- [SUPPLIED INFORMATION]
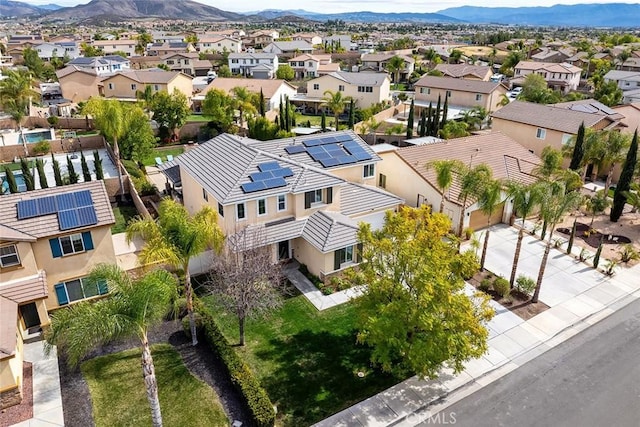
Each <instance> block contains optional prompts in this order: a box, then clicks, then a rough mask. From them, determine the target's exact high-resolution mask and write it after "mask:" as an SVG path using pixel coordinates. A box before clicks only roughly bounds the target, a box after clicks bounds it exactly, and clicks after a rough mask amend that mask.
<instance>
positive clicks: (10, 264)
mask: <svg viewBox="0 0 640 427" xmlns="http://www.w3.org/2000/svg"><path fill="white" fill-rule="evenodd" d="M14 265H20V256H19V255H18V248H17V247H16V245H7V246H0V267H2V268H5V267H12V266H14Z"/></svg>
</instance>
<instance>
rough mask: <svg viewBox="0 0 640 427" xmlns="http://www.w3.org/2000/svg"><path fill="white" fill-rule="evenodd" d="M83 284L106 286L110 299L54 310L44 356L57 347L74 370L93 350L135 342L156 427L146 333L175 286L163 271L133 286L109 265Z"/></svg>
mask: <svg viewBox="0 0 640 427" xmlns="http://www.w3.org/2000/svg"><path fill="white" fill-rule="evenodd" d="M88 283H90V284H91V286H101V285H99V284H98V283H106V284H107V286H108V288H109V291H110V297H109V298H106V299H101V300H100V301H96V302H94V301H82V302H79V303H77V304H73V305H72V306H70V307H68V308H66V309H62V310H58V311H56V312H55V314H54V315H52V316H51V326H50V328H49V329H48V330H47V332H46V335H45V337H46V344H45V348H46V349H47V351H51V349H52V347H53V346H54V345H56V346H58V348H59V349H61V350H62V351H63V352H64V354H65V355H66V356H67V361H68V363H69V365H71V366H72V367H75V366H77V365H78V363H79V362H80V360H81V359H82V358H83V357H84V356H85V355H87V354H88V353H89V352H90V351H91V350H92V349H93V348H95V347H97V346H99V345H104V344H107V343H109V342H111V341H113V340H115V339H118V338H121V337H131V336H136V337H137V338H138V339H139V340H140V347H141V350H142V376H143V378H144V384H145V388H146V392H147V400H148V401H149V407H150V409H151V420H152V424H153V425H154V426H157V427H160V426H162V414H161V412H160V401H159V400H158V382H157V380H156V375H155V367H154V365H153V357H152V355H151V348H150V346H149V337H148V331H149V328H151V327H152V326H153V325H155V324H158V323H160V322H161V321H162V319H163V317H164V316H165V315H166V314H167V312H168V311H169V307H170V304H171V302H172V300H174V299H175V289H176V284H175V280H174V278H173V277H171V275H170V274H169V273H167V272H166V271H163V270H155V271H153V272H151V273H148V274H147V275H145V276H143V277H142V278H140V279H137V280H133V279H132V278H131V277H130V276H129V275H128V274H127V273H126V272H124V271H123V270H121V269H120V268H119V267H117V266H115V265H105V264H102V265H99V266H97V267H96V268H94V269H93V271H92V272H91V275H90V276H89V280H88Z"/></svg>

--

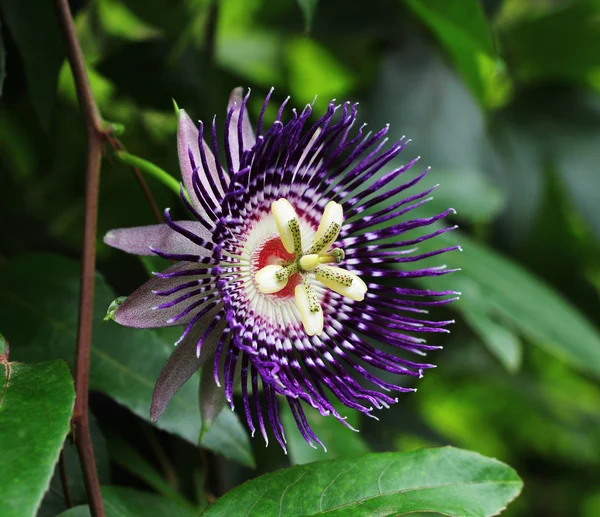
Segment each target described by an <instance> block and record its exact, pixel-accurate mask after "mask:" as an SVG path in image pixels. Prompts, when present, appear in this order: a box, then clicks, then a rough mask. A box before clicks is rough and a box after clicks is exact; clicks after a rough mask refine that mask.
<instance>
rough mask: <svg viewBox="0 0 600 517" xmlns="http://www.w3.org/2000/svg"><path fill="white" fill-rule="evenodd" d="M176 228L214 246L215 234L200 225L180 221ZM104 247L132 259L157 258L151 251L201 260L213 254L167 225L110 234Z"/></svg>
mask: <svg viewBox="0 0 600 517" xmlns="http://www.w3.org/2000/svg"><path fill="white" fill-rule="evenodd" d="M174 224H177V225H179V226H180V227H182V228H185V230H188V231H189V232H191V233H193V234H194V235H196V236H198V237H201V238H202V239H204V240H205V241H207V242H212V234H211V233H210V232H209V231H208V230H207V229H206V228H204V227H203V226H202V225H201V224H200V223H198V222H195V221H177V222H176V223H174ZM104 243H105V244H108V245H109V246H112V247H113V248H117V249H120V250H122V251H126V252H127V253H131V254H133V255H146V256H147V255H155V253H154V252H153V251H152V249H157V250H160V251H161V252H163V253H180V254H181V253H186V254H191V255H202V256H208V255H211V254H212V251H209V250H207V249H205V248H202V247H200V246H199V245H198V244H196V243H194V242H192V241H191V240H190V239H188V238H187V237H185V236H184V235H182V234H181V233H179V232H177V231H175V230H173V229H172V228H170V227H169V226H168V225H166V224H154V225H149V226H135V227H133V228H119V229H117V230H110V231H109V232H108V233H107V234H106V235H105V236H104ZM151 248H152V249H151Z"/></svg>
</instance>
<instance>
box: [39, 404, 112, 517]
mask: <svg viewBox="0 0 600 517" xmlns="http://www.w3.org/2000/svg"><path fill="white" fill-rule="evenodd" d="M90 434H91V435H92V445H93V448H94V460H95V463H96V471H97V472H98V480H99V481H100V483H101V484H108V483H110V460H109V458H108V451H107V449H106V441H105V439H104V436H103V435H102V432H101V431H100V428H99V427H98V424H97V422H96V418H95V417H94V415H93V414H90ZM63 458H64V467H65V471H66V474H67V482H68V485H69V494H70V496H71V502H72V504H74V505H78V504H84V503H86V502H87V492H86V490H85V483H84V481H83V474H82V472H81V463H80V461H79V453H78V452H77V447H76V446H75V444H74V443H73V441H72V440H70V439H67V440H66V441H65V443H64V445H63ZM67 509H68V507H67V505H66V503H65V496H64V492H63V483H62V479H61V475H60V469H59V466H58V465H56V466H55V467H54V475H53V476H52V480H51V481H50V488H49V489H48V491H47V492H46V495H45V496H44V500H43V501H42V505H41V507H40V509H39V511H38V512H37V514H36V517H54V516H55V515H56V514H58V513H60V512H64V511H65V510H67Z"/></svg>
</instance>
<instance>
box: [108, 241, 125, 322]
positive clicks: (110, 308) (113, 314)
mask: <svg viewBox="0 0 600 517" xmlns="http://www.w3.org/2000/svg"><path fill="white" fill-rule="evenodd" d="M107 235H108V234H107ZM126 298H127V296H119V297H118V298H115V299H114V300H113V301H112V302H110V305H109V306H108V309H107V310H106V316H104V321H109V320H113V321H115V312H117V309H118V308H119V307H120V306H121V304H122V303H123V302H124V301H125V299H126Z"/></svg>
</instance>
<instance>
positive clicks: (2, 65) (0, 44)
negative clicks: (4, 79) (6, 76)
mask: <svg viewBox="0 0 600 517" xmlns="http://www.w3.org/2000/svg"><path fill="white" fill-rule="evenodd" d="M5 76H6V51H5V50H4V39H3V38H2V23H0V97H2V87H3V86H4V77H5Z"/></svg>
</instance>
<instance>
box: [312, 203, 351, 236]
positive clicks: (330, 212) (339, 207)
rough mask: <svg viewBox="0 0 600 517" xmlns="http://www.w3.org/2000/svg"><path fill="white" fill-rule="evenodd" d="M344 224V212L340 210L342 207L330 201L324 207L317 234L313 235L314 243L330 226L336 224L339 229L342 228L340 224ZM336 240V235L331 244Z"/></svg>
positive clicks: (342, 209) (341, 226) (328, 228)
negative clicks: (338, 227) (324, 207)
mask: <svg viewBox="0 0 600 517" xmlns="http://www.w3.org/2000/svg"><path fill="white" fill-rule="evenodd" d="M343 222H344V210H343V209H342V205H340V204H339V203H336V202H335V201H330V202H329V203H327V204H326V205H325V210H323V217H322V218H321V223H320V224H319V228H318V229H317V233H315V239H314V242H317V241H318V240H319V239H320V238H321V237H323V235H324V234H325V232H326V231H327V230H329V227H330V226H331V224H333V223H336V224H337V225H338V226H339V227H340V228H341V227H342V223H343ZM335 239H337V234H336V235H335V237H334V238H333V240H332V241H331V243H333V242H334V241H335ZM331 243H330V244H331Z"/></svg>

- [WHAT THE TASK ASKS] Pull out every line of the entries above that contains the word "after" and copy each one in full. Case counts.

- [ANSWER TO THIS TASK]
Each <instance> block contains optional prompts in this order: a box, then clicks, then a rough mask. From them, determine the target's exact high-resolution mask and write it after "mask:" as an SVG path using pixel coordinates. A box before clicks only roughly bounds the target, a box after clicks bounds it exactly, and clicks after a rough mask amend that mask.
Segment each target described by an <instance> block and record its exact, pixel-accurate mask after "mask:" as an SVG path in image pixels. Prompts, when present, appear in this order: a box, then clicks, then a rough mask. A box before clicks is rough and a box after clicks is exact; clicks after a rough mask refine that mask.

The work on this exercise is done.